Source records:
########################################
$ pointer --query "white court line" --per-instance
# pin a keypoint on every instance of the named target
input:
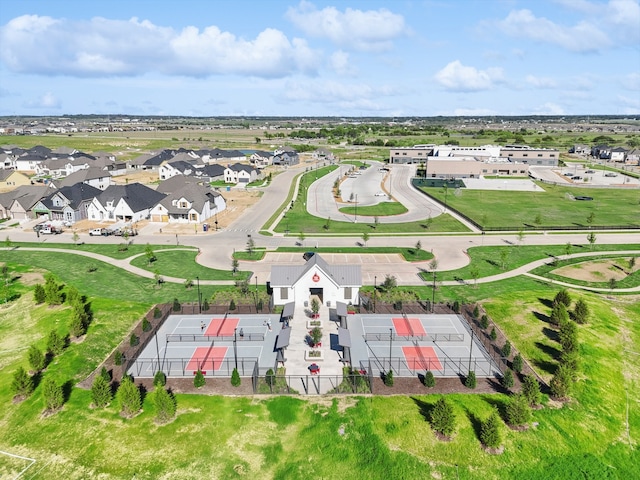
(32, 460)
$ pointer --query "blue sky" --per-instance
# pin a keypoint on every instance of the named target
(320, 58)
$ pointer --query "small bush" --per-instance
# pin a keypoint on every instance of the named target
(507, 379)
(506, 349)
(235, 378)
(470, 381)
(159, 379)
(176, 305)
(429, 379)
(199, 380)
(518, 363)
(388, 378)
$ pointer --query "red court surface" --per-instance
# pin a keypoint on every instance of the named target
(219, 327)
(207, 359)
(407, 327)
(422, 358)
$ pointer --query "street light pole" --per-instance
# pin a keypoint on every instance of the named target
(199, 304)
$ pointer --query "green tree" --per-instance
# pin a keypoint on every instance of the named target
(199, 380)
(129, 397)
(470, 381)
(507, 380)
(39, 295)
(429, 379)
(490, 434)
(581, 311)
(518, 363)
(531, 390)
(100, 392)
(55, 343)
(37, 360)
(443, 418)
(165, 404)
(235, 378)
(21, 383)
(518, 410)
(52, 290)
(53, 395)
(561, 383)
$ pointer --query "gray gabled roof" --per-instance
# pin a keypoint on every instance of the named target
(341, 275)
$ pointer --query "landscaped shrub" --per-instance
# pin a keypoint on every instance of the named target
(456, 306)
(176, 305)
(518, 363)
(506, 349)
(235, 378)
(270, 377)
(199, 380)
(22, 383)
(159, 379)
(37, 360)
(100, 392)
(53, 395)
(507, 379)
(470, 381)
(388, 378)
(490, 431)
(39, 295)
(129, 397)
(531, 390)
(165, 404)
(443, 419)
(518, 410)
(429, 379)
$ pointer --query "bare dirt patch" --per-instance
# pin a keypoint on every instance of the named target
(596, 270)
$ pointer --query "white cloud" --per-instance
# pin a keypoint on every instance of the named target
(549, 108)
(47, 101)
(341, 63)
(541, 82)
(99, 47)
(458, 77)
(582, 37)
(371, 30)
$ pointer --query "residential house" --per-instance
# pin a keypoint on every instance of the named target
(240, 174)
(130, 203)
(93, 176)
(193, 203)
(69, 203)
(10, 179)
(285, 156)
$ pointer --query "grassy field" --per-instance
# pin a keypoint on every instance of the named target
(617, 207)
(285, 437)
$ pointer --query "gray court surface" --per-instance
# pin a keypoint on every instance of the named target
(378, 346)
(175, 347)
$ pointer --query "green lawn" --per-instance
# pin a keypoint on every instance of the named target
(382, 209)
(551, 207)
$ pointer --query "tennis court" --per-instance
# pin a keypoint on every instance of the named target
(408, 345)
(214, 345)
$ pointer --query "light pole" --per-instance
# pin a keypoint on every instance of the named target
(199, 304)
(375, 287)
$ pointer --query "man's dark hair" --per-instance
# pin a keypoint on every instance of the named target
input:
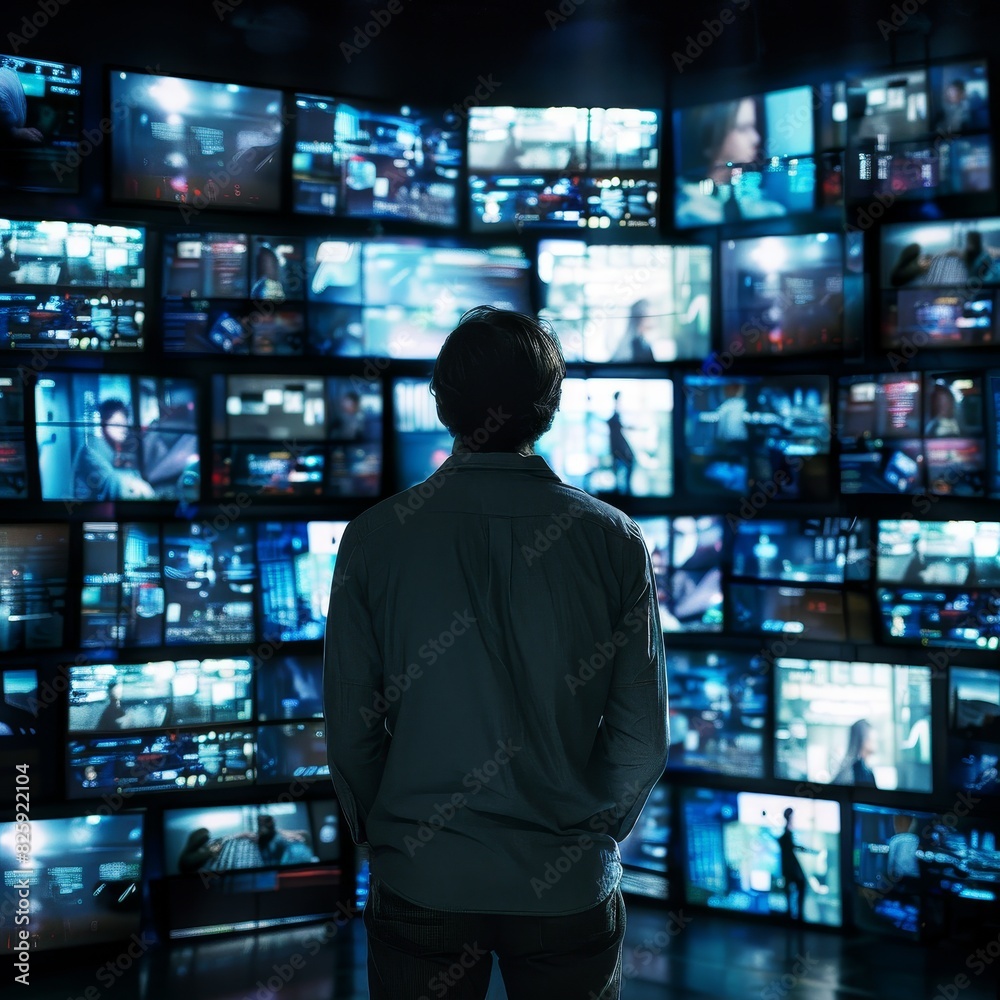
(498, 379)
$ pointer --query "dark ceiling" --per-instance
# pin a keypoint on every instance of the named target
(601, 51)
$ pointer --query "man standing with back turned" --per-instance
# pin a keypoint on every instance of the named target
(495, 694)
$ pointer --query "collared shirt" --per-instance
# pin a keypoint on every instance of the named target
(495, 688)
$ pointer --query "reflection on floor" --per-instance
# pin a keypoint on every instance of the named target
(670, 954)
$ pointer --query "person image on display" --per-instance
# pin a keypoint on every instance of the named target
(106, 467)
(862, 745)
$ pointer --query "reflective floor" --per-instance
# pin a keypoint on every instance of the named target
(670, 954)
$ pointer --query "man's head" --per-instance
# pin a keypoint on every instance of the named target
(498, 380)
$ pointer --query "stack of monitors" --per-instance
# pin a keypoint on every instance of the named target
(687, 554)
(913, 433)
(633, 304)
(787, 295)
(938, 583)
(763, 854)
(33, 577)
(912, 867)
(401, 298)
(939, 284)
(974, 730)
(718, 710)
(748, 158)
(914, 133)
(195, 144)
(782, 574)
(230, 293)
(117, 437)
(356, 159)
(38, 146)
(645, 852)
(13, 461)
(594, 168)
(745, 434)
(296, 436)
(71, 286)
(84, 881)
(867, 725)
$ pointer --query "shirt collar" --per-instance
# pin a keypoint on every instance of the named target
(534, 464)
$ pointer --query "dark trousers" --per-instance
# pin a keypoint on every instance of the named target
(417, 954)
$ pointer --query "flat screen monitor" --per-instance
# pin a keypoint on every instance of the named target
(785, 295)
(13, 460)
(758, 435)
(747, 158)
(357, 159)
(631, 304)
(903, 434)
(290, 686)
(173, 584)
(595, 168)
(852, 723)
(808, 550)
(422, 441)
(939, 553)
(974, 730)
(195, 144)
(763, 854)
(613, 436)
(718, 712)
(181, 759)
(226, 839)
(939, 283)
(71, 286)
(415, 293)
(117, 437)
(40, 127)
(33, 575)
(645, 852)
(296, 560)
(687, 554)
(84, 881)
(230, 293)
(911, 134)
(19, 703)
(963, 618)
(889, 895)
(297, 436)
(164, 694)
(291, 750)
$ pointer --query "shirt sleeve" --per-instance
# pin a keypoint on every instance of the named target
(632, 743)
(354, 709)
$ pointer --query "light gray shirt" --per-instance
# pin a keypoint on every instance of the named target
(495, 688)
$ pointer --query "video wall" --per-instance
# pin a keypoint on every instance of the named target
(785, 372)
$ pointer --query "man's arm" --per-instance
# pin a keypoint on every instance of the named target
(631, 748)
(356, 737)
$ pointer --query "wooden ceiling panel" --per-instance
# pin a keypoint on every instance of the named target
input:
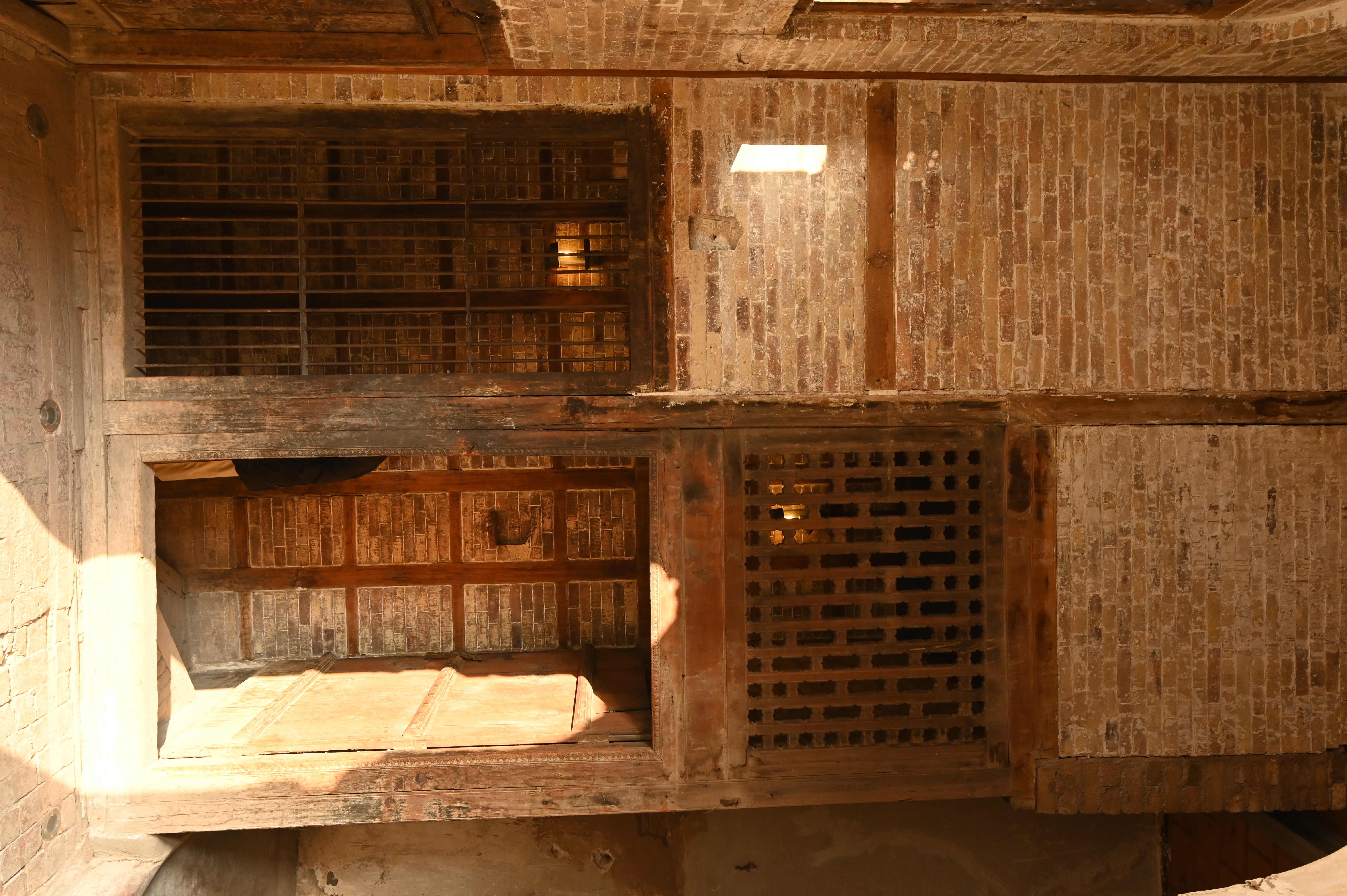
(378, 17)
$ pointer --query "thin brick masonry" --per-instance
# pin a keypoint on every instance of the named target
(1202, 578)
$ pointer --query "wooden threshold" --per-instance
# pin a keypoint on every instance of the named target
(426, 703)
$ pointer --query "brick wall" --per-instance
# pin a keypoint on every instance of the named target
(37, 484)
(1202, 580)
(1137, 238)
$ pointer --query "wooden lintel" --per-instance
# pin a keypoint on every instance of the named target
(425, 18)
(371, 414)
(212, 801)
(94, 46)
(23, 19)
(1140, 409)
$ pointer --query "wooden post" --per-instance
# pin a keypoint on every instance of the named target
(882, 150)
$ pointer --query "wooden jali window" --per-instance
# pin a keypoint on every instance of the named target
(473, 600)
(871, 577)
(499, 251)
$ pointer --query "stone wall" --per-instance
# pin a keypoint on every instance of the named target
(41, 821)
(1141, 238)
(1202, 583)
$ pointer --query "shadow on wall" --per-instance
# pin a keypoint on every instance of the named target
(257, 863)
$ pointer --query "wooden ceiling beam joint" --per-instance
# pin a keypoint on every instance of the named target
(425, 18)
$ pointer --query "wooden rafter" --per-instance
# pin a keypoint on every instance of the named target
(99, 11)
(425, 18)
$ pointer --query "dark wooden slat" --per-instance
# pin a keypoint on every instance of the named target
(582, 715)
(196, 406)
(274, 711)
(702, 604)
(425, 18)
(406, 574)
(882, 147)
(395, 483)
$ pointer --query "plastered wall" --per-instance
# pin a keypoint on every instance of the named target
(938, 849)
(41, 827)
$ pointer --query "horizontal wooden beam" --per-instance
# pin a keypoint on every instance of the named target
(1197, 409)
(484, 573)
(782, 75)
(414, 482)
(213, 49)
(204, 800)
(27, 22)
(336, 415)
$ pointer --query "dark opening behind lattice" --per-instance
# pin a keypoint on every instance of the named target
(320, 257)
(868, 591)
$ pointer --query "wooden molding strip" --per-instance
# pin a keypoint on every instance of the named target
(582, 715)
(434, 697)
(273, 711)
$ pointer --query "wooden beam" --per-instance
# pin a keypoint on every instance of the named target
(243, 419)
(94, 46)
(882, 149)
(27, 22)
(425, 18)
(390, 483)
(219, 794)
(103, 15)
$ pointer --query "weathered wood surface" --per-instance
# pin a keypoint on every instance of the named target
(702, 604)
(657, 411)
(882, 149)
(403, 483)
(1031, 604)
(95, 46)
(357, 792)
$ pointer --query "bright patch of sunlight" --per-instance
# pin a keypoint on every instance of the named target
(780, 158)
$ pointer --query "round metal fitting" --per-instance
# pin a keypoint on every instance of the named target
(49, 414)
(38, 126)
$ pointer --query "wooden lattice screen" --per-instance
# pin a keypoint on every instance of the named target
(467, 254)
(436, 553)
(869, 568)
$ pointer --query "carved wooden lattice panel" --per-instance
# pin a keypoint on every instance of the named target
(867, 588)
(456, 253)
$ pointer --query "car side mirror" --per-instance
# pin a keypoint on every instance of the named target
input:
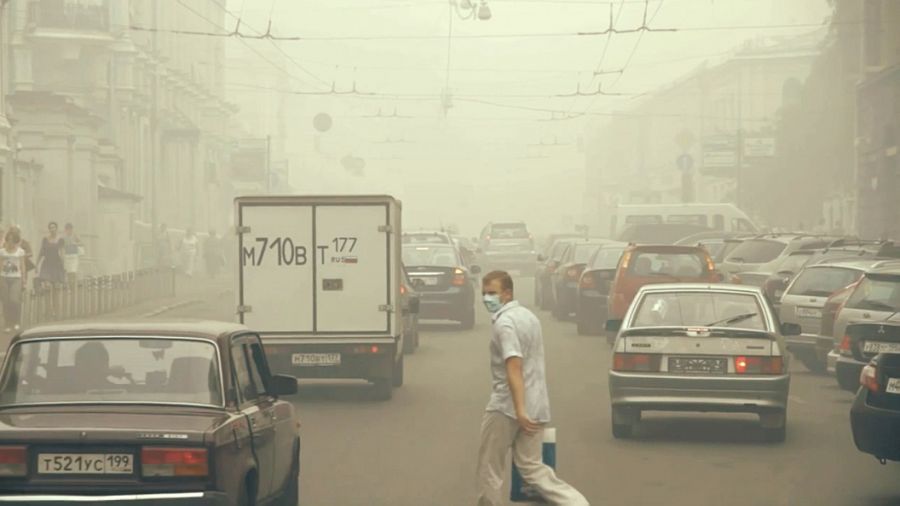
(790, 329)
(283, 385)
(613, 325)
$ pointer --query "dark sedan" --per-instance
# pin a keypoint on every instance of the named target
(875, 415)
(163, 413)
(444, 283)
(594, 286)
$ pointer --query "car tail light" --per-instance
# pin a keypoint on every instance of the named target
(174, 462)
(844, 348)
(587, 281)
(758, 365)
(636, 362)
(459, 278)
(868, 378)
(13, 461)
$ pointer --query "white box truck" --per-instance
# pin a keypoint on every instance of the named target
(319, 279)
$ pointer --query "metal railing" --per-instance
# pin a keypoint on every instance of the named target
(95, 296)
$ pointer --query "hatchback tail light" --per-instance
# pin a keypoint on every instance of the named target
(587, 281)
(174, 462)
(636, 362)
(758, 365)
(13, 461)
(868, 378)
(459, 278)
(844, 348)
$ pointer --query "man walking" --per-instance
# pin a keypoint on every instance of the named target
(519, 407)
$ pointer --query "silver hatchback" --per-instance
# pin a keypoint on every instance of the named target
(704, 348)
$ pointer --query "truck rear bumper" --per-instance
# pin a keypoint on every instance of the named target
(362, 359)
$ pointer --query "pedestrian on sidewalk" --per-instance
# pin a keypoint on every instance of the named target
(213, 254)
(189, 246)
(13, 277)
(519, 406)
(72, 252)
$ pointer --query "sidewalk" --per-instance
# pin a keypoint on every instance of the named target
(188, 291)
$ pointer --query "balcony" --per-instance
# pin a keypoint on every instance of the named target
(69, 17)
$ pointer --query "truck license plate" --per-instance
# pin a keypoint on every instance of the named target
(85, 463)
(316, 359)
(893, 386)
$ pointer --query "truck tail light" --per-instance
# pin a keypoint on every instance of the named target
(13, 461)
(636, 362)
(587, 281)
(868, 378)
(758, 365)
(844, 348)
(174, 462)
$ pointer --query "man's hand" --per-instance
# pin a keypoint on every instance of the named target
(527, 425)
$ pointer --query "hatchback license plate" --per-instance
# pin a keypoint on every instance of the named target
(85, 463)
(893, 386)
(880, 347)
(316, 359)
(698, 365)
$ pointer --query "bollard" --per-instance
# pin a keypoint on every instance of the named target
(521, 491)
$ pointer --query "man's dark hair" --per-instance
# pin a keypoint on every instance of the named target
(504, 277)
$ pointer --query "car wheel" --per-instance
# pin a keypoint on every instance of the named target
(290, 496)
(623, 422)
(812, 362)
(398, 373)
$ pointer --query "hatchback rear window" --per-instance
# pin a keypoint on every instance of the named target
(683, 265)
(876, 293)
(823, 281)
(757, 251)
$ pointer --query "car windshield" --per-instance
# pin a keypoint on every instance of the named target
(756, 251)
(823, 281)
(876, 293)
(509, 231)
(112, 370)
(430, 256)
(607, 258)
(583, 252)
(699, 309)
(681, 265)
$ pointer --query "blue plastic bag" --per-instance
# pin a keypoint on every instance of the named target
(521, 491)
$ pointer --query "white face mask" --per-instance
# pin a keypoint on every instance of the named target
(492, 303)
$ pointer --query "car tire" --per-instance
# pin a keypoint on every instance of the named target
(290, 496)
(397, 380)
(812, 362)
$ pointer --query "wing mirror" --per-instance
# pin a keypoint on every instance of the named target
(283, 385)
(790, 329)
(613, 325)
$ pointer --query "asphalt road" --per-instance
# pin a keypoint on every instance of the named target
(419, 448)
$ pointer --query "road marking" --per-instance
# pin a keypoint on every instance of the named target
(797, 400)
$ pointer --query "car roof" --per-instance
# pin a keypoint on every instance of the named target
(700, 287)
(203, 329)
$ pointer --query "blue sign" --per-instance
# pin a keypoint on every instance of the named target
(685, 162)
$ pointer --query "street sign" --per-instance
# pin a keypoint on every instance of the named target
(685, 162)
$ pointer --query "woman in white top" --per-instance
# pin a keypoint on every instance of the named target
(189, 247)
(13, 278)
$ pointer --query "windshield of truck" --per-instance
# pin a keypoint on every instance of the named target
(434, 256)
(823, 281)
(112, 370)
(756, 251)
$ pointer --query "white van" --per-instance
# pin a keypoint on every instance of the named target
(724, 217)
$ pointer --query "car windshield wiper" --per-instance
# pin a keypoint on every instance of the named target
(732, 319)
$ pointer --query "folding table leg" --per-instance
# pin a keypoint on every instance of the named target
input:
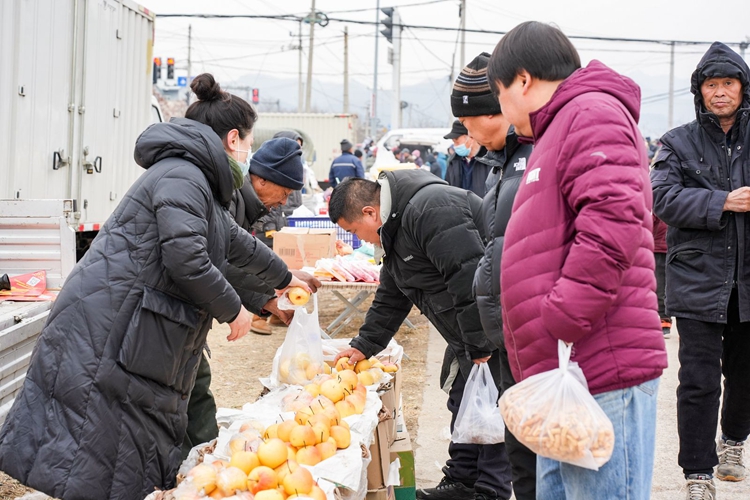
(350, 310)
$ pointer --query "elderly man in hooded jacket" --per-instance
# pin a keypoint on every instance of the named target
(700, 182)
(275, 171)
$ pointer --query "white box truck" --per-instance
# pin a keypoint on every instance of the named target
(75, 93)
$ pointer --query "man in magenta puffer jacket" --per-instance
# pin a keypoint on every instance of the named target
(578, 261)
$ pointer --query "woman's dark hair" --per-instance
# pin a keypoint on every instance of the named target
(541, 49)
(220, 110)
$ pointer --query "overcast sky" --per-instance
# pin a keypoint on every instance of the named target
(234, 48)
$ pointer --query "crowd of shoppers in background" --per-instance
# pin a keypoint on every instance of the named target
(573, 229)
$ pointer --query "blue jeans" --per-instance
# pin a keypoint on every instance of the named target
(627, 475)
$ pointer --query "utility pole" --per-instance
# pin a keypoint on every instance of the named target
(670, 112)
(300, 96)
(463, 34)
(374, 99)
(396, 107)
(346, 69)
(308, 89)
(190, 40)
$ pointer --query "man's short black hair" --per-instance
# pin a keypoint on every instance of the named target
(541, 49)
(351, 196)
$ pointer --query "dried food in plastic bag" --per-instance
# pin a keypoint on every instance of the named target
(555, 416)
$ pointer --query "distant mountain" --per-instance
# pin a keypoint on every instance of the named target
(429, 104)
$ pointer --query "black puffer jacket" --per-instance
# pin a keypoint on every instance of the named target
(509, 166)
(246, 209)
(432, 245)
(102, 412)
(693, 173)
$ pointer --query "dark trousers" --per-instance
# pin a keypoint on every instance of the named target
(661, 281)
(522, 459)
(202, 426)
(484, 467)
(708, 351)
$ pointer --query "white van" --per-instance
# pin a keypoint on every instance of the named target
(411, 138)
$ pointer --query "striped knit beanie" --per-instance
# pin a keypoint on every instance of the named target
(471, 94)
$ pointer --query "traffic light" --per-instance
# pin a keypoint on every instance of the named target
(170, 68)
(157, 69)
(388, 22)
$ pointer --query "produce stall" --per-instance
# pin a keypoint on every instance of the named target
(326, 436)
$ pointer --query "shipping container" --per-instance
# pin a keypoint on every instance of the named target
(74, 96)
(325, 130)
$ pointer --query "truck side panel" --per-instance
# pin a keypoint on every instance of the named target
(117, 98)
(76, 79)
(34, 96)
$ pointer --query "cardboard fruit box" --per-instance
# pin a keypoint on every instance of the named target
(302, 247)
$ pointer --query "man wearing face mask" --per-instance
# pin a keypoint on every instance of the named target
(464, 170)
(273, 172)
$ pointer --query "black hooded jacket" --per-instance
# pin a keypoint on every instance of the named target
(102, 412)
(694, 171)
(432, 242)
(247, 209)
(508, 167)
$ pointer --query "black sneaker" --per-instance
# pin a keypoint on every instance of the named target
(485, 496)
(446, 490)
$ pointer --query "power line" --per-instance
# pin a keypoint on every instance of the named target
(368, 9)
(295, 18)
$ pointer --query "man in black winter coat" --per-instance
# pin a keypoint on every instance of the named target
(479, 113)
(700, 181)
(473, 102)
(431, 235)
(465, 169)
(275, 171)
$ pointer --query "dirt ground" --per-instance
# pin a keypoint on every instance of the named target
(237, 366)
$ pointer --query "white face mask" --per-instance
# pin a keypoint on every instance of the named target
(246, 164)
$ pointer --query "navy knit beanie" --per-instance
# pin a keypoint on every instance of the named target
(279, 161)
(471, 95)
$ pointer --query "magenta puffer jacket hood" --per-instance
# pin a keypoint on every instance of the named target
(578, 260)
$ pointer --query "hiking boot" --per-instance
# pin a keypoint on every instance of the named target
(701, 487)
(446, 490)
(731, 466)
(666, 328)
(260, 326)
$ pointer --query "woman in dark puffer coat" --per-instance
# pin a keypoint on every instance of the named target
(102, 412)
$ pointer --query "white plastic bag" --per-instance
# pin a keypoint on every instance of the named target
(478, 420)
(555, 416)
(300, 357)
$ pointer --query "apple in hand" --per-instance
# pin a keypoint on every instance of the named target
(298, 296)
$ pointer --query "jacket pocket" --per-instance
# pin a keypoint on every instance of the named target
(697, 174)
(689, 249)
(156, 338)
(688, 260)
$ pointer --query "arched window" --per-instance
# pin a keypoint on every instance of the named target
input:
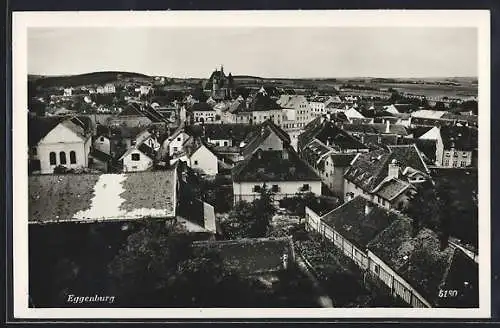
(52, 156)
(72, 157)
(62, 158)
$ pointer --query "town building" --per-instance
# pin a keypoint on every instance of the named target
(386, 176)
(106, 89)
(219, 86)
(413, 265)
(281, 171)
(455, 146)
(329, 151)
(203, 112)
(58, 141)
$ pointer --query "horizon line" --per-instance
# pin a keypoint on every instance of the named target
(263, 77)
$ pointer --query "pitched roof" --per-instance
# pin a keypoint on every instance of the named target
(376, 128)
(251, 256)
(330, 135)
(102, 156)
(39, 127)
(419, 260)
(270, 166)
(235, 132)
(262, 102)
(461, 138)
(370, 169)
(90, 197)
(351, 221)
(260, 134)
(425, 113)
(392, 188)
(201, 107)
########################################
Gather every line in the listing above that contains the string "wall", matching case exactly.

$ pointer --query "video wall" --per-instance
$ pointer --query "brick wall" --per-instance
$ pointer --query "stone wall" --per-instance
$ pointer --query "shadow on wall" --per-instance
$ pointer --query "plastered wall" --per-instance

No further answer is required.